Records supplied:

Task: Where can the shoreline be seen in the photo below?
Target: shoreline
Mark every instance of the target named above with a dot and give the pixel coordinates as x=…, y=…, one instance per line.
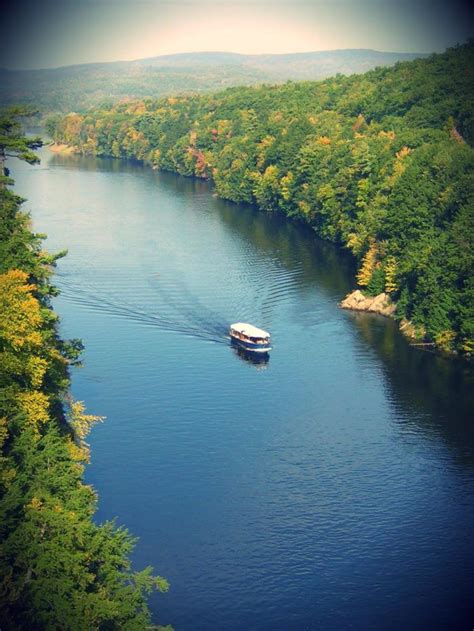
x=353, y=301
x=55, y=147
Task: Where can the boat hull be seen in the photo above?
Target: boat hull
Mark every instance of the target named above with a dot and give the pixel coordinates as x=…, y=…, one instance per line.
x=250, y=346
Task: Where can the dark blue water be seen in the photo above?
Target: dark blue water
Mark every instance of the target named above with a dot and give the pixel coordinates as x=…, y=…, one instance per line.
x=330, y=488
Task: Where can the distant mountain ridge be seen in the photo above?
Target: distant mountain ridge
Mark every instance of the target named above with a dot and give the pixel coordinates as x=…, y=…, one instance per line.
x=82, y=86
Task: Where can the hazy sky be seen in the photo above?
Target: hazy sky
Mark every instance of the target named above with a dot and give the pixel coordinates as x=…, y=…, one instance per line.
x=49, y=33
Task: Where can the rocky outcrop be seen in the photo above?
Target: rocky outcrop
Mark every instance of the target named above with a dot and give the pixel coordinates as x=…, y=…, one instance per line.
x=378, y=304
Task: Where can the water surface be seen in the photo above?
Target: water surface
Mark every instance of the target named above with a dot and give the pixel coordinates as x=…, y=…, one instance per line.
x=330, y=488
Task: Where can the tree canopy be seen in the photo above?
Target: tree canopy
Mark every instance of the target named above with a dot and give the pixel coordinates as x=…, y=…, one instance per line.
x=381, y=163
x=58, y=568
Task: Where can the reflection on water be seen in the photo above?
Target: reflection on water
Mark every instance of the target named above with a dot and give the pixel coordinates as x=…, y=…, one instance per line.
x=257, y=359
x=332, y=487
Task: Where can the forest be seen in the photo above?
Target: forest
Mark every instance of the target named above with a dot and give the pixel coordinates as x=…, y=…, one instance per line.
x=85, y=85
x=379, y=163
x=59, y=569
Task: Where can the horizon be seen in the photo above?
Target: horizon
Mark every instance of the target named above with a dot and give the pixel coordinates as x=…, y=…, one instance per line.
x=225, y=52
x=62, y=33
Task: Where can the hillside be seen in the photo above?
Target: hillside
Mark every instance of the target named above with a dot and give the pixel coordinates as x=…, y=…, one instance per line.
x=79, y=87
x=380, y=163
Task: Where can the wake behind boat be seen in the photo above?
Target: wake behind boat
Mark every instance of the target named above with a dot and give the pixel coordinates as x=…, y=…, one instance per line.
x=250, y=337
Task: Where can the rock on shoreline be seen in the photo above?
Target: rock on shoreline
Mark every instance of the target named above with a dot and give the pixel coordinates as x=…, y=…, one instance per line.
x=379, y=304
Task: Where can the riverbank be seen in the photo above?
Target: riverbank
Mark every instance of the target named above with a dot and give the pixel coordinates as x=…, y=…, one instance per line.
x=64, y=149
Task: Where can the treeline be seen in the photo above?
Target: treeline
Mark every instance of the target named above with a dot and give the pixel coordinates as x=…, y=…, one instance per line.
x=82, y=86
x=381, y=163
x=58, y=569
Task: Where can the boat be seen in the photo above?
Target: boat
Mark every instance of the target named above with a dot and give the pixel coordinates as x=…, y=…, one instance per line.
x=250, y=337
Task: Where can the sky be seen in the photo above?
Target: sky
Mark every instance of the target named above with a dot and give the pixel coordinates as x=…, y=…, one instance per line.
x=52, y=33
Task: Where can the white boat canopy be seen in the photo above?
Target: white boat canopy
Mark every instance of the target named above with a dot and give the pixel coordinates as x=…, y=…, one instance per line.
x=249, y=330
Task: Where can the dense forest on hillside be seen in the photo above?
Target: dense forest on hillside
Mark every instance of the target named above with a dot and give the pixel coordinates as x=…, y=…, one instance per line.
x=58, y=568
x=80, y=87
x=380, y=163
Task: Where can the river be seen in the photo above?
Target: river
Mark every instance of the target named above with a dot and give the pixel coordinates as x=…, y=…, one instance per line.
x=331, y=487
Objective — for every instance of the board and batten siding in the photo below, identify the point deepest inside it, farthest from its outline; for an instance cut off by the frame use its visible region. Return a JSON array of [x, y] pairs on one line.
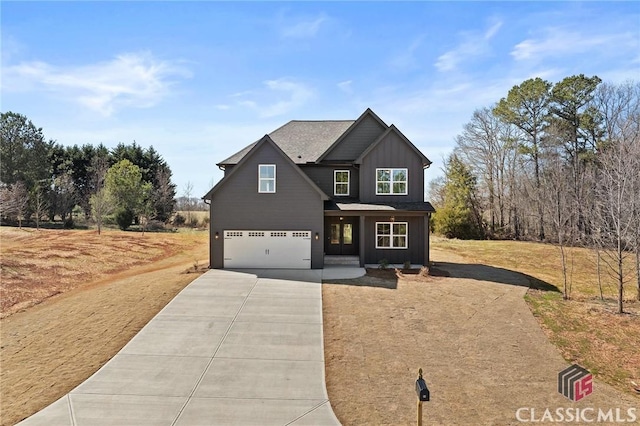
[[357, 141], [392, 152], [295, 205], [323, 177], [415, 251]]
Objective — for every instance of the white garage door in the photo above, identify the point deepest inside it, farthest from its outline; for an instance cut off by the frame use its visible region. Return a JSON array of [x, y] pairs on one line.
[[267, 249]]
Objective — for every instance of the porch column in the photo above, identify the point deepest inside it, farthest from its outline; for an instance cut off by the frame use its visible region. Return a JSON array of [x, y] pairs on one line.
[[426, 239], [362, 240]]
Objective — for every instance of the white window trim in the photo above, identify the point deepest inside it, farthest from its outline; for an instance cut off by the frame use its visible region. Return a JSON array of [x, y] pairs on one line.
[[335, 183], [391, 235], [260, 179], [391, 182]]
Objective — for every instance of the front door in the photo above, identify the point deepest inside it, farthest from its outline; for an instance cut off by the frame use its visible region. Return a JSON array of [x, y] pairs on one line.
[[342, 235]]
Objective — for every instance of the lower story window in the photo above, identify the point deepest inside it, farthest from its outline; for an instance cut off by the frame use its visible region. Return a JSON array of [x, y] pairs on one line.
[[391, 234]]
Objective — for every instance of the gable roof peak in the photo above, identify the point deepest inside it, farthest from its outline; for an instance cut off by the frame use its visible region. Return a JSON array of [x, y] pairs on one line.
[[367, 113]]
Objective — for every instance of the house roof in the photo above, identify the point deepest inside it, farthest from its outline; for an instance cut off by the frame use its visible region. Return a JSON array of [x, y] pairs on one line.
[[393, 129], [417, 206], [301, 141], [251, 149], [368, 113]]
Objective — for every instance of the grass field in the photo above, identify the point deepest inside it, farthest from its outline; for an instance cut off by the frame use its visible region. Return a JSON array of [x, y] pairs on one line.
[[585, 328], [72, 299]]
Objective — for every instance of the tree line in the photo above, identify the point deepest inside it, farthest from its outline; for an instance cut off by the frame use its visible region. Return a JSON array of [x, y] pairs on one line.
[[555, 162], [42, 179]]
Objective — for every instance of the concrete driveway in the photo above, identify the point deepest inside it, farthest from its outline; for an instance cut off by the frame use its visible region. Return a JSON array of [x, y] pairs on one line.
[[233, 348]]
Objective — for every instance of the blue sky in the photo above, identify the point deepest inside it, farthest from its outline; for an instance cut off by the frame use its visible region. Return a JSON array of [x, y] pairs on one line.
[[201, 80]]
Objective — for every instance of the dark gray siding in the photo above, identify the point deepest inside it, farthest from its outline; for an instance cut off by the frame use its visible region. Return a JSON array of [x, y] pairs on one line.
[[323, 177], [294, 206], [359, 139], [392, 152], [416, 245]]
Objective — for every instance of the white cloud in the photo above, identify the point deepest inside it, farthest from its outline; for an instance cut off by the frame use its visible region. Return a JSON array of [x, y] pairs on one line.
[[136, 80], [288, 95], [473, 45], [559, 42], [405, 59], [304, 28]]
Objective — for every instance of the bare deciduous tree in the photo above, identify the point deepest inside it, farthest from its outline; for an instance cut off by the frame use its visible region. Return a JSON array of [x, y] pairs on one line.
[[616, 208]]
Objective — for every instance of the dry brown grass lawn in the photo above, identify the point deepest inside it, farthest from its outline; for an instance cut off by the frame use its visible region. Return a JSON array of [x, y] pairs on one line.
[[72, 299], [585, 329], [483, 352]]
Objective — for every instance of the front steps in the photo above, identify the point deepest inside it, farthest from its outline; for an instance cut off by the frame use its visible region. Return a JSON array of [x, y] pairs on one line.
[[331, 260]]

--

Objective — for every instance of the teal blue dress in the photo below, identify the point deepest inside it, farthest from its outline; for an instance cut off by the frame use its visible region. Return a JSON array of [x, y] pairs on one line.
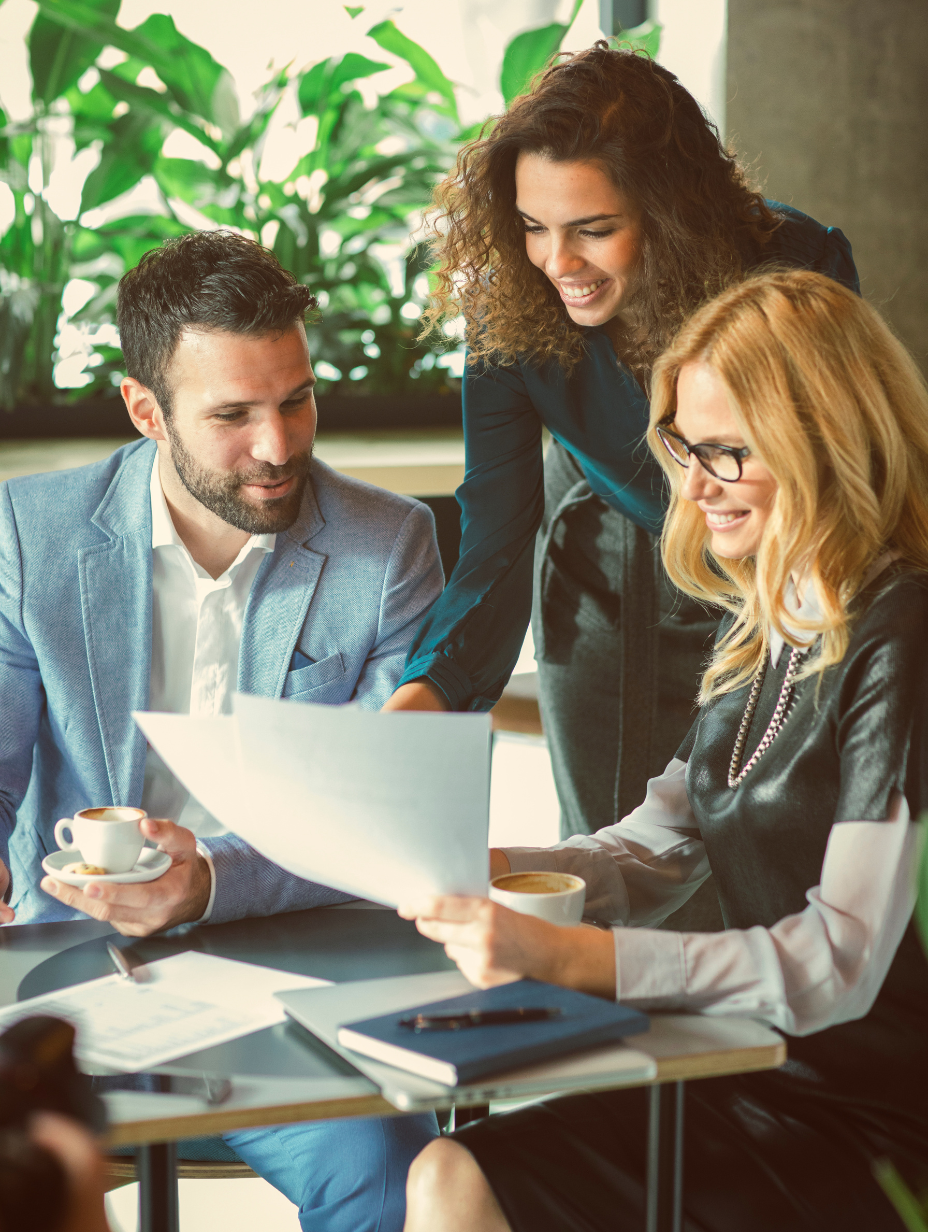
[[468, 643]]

==

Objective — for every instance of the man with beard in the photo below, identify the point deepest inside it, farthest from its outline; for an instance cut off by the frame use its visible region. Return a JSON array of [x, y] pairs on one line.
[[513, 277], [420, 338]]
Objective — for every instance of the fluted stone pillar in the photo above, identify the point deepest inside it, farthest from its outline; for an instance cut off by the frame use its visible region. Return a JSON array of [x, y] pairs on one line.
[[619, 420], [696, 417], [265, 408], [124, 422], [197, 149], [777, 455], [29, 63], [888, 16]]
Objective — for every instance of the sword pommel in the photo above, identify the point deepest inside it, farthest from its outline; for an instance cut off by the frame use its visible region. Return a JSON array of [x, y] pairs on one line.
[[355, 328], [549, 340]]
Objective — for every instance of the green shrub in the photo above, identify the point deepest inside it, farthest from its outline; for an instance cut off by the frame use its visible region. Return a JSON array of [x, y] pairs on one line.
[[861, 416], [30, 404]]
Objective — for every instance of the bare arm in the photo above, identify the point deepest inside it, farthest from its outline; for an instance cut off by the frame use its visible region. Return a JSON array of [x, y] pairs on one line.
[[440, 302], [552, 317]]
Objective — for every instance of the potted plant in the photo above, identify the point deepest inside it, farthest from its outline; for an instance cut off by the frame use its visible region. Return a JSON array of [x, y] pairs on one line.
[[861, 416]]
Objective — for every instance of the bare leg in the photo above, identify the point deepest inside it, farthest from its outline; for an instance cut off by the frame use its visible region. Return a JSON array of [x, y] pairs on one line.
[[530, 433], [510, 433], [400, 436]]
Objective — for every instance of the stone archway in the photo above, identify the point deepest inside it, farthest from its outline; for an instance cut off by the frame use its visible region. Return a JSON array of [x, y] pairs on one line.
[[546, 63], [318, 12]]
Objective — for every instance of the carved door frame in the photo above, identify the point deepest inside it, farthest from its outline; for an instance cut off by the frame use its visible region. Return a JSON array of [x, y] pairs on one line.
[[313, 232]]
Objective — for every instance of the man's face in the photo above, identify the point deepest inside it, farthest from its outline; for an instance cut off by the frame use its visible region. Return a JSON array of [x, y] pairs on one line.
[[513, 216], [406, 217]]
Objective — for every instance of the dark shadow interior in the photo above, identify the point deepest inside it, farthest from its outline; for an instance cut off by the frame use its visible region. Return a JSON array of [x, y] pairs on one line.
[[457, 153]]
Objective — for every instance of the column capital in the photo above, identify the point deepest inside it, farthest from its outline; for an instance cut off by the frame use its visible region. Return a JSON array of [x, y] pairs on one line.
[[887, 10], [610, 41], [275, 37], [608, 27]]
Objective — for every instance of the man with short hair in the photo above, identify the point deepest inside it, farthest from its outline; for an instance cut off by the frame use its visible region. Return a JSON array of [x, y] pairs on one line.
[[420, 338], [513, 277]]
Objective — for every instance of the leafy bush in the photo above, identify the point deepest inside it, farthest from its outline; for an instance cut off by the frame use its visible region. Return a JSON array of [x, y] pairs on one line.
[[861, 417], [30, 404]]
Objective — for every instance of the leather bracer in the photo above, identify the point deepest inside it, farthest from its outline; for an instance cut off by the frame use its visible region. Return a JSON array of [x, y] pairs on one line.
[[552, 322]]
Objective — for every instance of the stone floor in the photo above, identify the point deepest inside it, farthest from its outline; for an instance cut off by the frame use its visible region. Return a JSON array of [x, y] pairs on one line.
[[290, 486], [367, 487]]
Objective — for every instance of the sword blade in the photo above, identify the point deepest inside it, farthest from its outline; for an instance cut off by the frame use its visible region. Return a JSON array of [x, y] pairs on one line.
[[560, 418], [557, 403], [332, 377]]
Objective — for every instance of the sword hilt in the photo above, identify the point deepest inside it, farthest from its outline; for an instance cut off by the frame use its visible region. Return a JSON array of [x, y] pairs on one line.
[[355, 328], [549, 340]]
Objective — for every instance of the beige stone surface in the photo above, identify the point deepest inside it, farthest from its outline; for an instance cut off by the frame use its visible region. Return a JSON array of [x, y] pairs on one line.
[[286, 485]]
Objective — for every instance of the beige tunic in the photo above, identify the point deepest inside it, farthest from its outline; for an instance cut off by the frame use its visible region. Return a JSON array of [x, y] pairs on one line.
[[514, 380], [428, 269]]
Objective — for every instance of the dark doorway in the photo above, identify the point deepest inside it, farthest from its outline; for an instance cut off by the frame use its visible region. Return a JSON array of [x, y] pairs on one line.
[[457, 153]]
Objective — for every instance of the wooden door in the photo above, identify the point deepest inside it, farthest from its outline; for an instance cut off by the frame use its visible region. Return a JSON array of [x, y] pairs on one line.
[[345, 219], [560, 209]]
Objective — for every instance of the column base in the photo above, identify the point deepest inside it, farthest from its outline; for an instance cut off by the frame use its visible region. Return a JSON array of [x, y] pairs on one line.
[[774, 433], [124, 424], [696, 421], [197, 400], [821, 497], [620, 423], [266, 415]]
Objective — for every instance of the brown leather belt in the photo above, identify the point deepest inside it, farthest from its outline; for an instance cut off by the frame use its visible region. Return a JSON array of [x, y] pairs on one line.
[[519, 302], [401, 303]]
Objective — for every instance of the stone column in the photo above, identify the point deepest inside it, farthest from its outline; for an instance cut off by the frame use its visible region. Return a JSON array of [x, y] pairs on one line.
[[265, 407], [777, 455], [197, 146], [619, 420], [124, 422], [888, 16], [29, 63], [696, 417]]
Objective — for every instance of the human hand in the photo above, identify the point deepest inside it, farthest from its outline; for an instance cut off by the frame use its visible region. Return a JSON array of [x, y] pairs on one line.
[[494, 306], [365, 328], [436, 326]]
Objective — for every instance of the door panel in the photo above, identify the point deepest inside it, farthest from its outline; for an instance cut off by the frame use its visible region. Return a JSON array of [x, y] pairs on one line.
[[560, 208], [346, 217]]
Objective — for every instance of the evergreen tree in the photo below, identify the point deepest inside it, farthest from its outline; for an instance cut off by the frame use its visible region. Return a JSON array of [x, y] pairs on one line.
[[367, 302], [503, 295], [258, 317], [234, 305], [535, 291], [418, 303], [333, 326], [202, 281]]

Task item:
From the listing above, return the lines starting at the one with "Task: Where can the wake" and ending at the one with "Target: riverbank", both kept, exactly as they appear and nothing more.

Answer box:
Task: Where can the wake behind boat be seen in the photo above?
Target: wake behind boat
Mark every instance of the target named above with a dot and give the pixel coordinates as x=…, y=…, one instance per line.
x=250, y=337
Task: Where can the rock on shoreline be seen in the photo above?
Target: rock on shoreline
Mark every instance of the target named above with a dot and give the pixel coordinates as x=…, y=…, one instance per line.
x=379, y=304
Task: Where can the riverbank be seen in the photo above?
Target: riverbank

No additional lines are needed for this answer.